= Beginning of Section =

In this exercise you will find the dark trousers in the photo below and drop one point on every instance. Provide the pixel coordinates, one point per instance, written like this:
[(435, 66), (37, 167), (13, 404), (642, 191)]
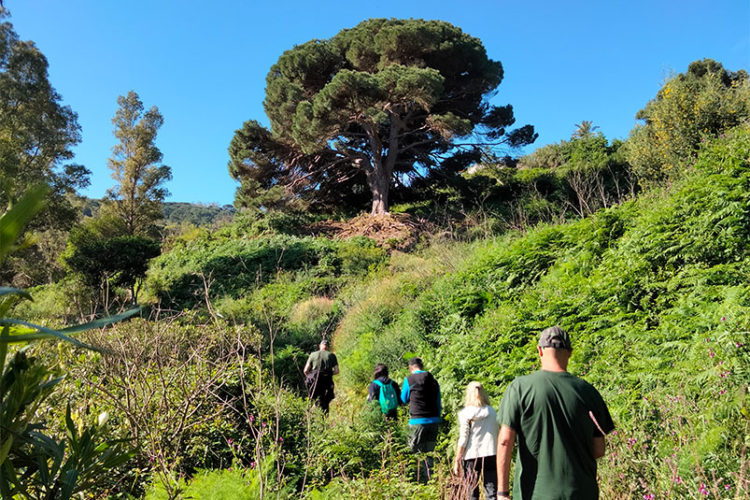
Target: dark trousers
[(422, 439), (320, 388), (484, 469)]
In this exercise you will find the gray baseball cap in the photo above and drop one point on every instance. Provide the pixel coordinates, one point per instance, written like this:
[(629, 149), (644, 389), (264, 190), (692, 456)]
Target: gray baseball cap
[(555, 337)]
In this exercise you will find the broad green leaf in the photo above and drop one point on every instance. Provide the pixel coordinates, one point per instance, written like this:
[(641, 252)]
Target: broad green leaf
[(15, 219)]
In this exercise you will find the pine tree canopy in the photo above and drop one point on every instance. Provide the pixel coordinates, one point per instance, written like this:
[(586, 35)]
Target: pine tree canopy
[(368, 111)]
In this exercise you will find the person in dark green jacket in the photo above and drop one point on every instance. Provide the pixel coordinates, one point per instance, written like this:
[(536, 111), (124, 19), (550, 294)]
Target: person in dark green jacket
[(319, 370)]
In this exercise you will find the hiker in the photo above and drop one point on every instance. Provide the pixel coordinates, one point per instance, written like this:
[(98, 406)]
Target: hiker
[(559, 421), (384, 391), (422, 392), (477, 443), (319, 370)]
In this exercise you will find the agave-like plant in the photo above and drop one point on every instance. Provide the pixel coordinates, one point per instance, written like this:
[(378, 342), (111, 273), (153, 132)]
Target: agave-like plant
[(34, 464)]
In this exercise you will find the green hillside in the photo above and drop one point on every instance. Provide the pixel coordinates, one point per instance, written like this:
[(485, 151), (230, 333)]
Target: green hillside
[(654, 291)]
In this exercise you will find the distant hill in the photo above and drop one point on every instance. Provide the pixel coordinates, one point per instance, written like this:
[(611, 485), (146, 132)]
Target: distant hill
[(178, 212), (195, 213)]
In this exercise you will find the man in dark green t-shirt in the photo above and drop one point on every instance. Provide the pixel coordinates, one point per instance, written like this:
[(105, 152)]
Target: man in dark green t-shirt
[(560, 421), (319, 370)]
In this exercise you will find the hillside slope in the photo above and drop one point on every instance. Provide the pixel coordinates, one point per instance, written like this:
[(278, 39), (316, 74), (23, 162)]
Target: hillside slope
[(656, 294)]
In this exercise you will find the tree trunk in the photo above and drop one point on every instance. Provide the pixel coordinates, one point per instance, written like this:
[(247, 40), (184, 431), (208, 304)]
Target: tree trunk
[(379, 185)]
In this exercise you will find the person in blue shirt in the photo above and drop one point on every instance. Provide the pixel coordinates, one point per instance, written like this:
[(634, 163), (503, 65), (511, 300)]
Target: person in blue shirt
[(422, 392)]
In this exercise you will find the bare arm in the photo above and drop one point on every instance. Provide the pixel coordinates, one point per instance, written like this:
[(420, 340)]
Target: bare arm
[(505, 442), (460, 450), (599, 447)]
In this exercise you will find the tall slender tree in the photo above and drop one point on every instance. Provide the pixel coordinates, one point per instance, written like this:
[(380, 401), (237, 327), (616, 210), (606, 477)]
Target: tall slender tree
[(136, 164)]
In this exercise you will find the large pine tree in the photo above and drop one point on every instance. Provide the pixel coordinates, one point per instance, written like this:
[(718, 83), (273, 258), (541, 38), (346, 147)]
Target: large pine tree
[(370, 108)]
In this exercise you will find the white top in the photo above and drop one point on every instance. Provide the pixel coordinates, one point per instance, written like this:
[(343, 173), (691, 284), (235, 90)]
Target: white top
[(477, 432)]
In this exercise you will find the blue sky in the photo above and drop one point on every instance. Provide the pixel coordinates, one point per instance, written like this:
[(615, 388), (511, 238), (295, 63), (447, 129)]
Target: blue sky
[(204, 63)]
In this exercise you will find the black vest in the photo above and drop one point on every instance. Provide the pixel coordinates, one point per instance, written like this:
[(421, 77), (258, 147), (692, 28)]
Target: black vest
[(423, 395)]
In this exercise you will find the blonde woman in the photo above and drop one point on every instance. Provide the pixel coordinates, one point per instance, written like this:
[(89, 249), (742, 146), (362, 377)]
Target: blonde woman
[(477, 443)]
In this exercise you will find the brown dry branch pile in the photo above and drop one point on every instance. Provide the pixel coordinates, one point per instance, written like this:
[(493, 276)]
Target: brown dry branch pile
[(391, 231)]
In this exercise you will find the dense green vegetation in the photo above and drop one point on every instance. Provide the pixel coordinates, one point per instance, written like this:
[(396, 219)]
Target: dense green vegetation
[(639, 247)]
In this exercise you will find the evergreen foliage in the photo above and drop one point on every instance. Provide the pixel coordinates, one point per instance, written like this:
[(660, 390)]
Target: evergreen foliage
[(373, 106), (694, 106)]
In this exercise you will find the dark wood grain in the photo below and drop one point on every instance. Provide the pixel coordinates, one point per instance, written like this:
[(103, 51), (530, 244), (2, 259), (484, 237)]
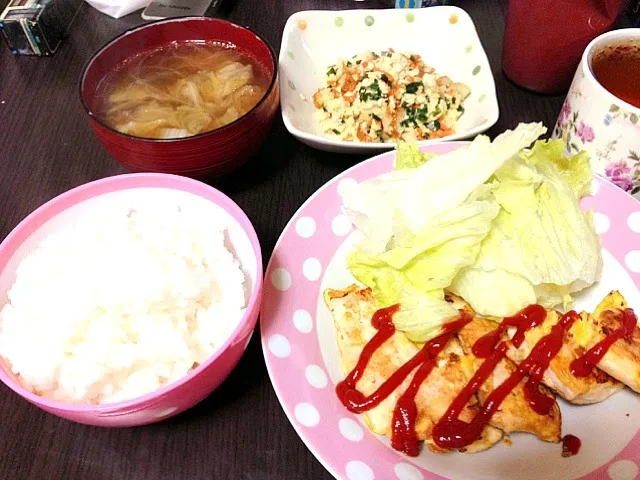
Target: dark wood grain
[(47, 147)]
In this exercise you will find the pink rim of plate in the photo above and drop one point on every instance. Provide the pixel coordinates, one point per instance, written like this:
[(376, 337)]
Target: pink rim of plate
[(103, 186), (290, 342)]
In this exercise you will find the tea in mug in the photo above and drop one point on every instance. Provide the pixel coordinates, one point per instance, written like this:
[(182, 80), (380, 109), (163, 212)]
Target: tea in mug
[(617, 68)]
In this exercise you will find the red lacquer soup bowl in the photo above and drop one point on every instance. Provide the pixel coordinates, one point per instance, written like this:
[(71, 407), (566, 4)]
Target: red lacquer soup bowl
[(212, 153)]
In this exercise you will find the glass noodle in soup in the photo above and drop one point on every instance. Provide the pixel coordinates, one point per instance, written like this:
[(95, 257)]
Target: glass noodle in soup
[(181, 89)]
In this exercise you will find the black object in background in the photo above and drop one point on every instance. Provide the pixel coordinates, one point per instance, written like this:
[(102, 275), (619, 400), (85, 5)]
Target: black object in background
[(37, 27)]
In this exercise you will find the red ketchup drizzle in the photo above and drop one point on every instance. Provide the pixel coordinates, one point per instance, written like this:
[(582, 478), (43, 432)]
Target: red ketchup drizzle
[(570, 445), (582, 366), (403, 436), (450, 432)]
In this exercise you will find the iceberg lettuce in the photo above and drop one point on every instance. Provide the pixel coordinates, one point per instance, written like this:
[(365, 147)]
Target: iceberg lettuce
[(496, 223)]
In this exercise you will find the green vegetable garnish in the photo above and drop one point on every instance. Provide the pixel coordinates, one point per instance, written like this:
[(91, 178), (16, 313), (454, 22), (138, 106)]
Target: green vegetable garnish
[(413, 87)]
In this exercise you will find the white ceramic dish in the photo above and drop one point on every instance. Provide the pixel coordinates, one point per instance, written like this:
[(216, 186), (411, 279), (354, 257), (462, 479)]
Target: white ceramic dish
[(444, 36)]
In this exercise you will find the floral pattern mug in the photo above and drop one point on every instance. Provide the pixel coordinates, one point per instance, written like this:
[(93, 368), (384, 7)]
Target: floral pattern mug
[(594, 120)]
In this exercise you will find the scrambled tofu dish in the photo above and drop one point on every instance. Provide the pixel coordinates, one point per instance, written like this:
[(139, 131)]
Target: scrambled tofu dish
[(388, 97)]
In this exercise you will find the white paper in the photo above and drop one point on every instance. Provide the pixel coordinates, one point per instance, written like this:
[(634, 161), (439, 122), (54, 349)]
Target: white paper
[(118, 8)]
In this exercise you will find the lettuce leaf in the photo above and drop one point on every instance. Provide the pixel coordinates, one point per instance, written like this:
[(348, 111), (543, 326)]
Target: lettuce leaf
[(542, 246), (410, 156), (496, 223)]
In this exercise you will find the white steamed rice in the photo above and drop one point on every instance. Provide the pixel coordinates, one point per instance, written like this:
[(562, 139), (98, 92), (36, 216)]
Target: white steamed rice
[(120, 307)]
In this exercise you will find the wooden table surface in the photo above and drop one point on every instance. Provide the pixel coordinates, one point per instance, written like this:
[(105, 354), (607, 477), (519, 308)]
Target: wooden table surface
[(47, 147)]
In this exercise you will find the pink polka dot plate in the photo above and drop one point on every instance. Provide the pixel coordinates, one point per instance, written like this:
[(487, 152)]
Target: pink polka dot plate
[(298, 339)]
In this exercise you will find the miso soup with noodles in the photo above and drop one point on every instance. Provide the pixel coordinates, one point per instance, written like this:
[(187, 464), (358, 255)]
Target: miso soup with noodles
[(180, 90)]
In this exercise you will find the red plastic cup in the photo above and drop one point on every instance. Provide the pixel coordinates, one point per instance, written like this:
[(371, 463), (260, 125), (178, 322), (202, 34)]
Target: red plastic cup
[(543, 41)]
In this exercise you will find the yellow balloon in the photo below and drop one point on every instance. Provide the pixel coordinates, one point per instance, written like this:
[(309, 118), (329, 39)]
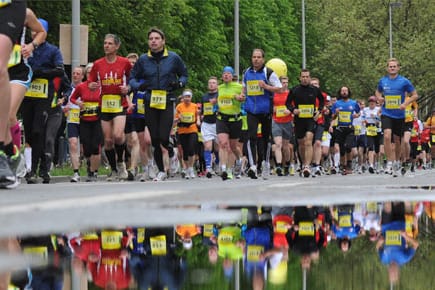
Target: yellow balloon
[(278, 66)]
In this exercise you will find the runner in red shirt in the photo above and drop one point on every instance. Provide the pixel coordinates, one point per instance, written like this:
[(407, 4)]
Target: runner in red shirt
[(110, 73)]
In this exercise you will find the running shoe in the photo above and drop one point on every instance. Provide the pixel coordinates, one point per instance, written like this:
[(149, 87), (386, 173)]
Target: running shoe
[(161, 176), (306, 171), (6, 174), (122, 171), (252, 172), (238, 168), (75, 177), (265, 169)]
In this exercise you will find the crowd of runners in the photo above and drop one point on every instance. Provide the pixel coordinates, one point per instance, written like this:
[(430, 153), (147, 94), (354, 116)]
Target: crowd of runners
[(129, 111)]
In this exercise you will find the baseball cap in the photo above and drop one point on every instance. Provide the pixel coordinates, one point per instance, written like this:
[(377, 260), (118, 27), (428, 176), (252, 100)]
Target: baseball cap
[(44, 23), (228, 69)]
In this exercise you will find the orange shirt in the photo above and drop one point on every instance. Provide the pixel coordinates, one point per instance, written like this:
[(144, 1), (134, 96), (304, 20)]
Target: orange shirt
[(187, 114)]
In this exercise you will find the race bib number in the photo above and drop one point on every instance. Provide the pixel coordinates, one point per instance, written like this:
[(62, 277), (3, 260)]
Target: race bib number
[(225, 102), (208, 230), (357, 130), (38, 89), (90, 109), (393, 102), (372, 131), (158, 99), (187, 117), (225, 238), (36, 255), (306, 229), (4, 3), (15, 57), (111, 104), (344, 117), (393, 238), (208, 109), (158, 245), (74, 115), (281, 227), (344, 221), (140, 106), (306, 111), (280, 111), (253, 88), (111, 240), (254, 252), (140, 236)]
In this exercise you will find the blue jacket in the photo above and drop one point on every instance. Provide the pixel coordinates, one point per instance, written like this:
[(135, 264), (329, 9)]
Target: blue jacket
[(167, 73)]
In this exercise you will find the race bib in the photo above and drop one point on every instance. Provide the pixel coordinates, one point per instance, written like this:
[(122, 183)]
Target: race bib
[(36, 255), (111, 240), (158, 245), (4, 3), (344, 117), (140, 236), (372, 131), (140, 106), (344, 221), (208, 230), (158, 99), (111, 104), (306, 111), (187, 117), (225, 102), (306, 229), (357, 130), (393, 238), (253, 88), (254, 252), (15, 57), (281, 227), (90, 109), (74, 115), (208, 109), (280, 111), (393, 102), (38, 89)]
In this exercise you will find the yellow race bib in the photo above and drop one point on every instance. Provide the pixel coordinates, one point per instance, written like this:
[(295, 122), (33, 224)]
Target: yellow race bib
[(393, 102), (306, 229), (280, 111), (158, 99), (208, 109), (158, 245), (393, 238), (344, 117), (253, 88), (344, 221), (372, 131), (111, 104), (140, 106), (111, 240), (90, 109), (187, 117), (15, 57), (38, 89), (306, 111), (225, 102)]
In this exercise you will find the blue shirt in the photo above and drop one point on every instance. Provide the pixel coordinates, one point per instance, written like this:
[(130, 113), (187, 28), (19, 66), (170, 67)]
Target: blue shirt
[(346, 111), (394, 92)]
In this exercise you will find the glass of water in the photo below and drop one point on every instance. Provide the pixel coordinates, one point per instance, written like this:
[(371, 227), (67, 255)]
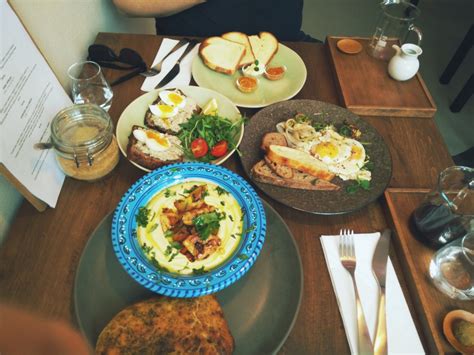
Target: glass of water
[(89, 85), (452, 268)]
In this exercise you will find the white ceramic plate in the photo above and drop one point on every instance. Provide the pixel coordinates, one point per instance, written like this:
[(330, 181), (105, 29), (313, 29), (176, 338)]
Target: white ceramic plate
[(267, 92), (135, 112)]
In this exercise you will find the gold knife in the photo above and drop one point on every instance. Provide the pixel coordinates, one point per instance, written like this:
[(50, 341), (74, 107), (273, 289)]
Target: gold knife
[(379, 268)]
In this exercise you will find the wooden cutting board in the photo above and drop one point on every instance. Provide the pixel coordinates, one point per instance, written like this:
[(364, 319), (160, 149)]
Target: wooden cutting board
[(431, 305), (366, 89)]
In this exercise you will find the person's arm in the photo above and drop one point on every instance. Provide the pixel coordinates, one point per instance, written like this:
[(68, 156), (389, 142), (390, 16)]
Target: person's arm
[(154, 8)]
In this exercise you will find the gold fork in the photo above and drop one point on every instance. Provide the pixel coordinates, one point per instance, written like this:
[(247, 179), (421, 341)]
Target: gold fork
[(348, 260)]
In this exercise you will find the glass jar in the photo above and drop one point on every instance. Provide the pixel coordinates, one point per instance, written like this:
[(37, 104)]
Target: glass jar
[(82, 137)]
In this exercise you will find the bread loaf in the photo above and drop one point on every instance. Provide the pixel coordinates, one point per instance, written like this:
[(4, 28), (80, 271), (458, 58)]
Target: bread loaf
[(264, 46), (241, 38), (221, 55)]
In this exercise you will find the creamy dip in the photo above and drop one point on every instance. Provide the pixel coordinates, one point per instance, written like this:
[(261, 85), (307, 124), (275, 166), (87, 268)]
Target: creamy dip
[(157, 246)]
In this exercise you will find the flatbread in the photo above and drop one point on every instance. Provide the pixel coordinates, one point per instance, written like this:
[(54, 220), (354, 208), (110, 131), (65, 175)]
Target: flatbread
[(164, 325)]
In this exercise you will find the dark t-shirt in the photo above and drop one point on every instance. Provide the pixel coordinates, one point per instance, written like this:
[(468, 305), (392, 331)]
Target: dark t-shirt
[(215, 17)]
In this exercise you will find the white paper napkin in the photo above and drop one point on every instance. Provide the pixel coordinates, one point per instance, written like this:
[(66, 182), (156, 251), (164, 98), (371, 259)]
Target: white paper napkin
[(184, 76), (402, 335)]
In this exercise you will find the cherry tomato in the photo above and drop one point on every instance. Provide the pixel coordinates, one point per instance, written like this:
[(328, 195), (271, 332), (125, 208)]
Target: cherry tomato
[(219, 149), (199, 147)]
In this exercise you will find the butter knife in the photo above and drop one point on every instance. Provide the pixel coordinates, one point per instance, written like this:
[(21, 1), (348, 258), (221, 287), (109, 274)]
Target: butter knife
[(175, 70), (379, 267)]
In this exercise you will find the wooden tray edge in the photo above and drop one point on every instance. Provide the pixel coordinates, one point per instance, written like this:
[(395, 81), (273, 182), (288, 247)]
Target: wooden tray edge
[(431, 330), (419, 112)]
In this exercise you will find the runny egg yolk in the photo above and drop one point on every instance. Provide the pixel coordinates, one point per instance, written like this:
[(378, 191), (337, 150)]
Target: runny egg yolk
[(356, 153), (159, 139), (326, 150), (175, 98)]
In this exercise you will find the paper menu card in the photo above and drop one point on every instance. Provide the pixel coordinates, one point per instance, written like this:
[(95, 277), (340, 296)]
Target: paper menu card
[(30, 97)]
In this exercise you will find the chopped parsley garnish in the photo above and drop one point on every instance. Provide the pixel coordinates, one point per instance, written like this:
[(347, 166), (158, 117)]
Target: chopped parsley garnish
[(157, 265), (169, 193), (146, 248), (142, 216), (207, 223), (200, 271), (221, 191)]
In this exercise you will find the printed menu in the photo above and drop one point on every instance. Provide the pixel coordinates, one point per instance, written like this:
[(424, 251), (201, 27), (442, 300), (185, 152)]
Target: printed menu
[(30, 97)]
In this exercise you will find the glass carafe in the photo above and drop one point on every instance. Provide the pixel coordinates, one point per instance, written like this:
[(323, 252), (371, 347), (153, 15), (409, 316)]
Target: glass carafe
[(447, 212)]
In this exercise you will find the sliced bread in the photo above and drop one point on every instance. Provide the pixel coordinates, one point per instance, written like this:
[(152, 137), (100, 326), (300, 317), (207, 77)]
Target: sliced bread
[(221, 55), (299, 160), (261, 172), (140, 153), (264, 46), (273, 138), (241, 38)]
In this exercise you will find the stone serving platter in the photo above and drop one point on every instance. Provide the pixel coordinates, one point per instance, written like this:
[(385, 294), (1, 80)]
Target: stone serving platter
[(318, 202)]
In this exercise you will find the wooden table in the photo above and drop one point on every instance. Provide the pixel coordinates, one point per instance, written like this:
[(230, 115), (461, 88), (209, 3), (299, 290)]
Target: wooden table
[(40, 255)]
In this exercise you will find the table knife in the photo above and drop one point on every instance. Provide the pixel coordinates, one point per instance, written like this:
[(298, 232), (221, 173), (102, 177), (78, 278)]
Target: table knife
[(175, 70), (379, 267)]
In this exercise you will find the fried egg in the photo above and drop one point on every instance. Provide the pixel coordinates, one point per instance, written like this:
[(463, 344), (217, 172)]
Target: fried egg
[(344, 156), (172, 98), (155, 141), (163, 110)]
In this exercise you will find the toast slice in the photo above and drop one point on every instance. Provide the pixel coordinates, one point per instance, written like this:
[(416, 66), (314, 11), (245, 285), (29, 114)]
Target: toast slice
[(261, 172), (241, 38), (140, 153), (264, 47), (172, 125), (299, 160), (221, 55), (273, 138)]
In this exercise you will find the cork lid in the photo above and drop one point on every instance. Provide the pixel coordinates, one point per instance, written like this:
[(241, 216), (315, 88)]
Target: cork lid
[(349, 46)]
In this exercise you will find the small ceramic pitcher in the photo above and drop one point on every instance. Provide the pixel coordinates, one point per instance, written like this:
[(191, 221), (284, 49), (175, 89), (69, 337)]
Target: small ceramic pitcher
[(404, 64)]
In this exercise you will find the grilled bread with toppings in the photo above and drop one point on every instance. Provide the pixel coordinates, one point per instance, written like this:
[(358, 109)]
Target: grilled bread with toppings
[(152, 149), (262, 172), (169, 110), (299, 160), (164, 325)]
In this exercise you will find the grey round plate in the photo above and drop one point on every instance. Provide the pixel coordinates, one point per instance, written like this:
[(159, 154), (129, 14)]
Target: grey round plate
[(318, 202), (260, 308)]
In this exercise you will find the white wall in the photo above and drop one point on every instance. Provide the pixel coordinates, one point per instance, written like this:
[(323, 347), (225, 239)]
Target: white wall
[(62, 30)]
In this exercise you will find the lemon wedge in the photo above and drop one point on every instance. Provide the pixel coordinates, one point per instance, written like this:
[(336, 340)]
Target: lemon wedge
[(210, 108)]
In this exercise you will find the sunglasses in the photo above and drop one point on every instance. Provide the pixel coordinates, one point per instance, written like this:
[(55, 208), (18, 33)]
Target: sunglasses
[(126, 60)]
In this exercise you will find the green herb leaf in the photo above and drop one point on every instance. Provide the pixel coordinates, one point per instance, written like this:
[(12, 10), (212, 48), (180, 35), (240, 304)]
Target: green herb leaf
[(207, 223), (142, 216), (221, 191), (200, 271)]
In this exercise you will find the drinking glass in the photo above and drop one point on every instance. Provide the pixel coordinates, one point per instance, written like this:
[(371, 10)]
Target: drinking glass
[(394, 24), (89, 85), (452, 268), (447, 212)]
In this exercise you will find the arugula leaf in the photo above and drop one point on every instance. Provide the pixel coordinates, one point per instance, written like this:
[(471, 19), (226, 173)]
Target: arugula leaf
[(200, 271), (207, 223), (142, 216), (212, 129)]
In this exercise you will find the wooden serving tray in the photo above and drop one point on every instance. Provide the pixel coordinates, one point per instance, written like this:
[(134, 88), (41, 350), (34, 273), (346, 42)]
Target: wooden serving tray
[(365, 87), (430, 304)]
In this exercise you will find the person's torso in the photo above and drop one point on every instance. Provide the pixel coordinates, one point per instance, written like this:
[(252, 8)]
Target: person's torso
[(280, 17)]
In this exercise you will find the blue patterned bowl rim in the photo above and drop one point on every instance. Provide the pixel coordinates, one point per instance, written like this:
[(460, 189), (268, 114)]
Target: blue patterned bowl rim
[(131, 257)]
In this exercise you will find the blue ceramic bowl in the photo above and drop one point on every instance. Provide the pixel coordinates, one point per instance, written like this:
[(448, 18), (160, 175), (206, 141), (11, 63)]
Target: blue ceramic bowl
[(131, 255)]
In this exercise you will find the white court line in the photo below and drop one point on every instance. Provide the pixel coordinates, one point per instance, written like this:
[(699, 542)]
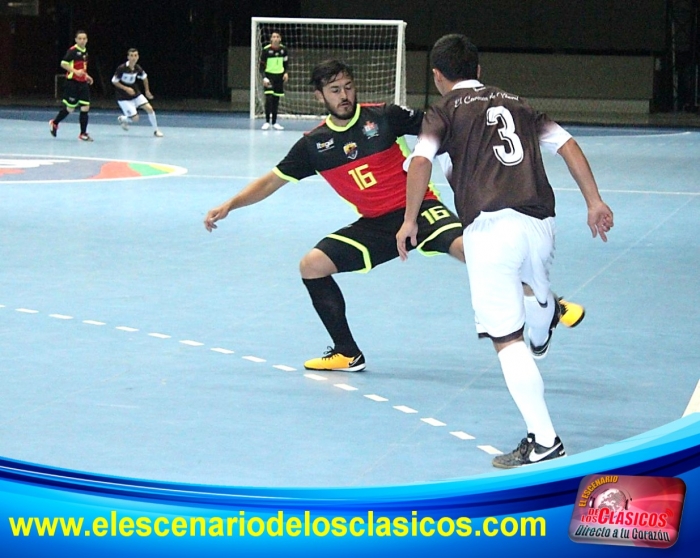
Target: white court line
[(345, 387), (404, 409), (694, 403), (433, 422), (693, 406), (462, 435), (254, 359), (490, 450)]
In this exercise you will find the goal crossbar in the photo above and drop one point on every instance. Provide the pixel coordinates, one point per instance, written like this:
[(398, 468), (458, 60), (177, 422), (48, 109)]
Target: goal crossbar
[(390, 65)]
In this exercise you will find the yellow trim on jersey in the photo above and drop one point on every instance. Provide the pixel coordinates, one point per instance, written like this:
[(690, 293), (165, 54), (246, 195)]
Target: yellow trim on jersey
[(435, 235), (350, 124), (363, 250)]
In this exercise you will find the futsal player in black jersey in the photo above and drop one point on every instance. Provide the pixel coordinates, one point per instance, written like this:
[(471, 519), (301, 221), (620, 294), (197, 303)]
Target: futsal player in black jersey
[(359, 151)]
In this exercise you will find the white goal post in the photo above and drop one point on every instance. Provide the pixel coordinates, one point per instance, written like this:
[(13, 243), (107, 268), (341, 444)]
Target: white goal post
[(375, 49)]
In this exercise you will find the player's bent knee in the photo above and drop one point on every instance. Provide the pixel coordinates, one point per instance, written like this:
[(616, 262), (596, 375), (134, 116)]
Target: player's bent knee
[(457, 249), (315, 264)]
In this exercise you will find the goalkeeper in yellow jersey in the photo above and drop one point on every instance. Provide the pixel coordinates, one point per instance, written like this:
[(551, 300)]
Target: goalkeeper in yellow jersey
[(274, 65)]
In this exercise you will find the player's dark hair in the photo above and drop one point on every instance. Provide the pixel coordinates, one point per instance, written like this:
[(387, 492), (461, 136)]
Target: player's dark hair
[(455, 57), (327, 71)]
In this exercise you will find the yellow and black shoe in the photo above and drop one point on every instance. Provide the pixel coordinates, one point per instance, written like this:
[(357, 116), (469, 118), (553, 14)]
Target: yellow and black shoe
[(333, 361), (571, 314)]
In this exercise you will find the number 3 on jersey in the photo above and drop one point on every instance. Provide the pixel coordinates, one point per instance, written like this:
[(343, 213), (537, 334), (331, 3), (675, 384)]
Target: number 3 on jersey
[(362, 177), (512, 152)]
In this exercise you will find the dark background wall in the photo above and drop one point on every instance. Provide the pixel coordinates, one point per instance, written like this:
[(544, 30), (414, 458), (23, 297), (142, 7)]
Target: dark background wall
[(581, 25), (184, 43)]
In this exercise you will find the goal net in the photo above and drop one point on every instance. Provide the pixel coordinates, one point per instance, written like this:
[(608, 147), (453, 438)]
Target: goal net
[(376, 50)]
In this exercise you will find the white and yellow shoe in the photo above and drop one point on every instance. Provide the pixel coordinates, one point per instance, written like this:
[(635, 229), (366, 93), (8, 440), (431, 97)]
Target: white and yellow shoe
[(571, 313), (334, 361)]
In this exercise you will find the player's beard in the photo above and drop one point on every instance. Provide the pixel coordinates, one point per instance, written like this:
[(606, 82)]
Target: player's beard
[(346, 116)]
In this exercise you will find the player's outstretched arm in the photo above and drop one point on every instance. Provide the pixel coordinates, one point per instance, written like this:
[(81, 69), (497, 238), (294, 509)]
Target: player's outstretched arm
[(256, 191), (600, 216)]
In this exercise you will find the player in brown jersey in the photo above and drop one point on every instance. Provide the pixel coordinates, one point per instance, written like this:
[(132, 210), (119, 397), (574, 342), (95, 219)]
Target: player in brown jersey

= End of Section =

TASK REQUIREMENTS ->
Search the listing above for the lines with "[(487, 152)]" and "[(187, 464), (358, 255)]", then output those lines and all lines between them exactly.

WRITTEN SOLUTION ->
[(487, 152)]
Target: pink polka dot plate
[(298, 339)]
In this exercise you will find the miso soup with noodles in the photo above and drop one point on every instance. Provide the pixel coordinates, one point per instance, written like this:
[(187, 464), (358, 255)]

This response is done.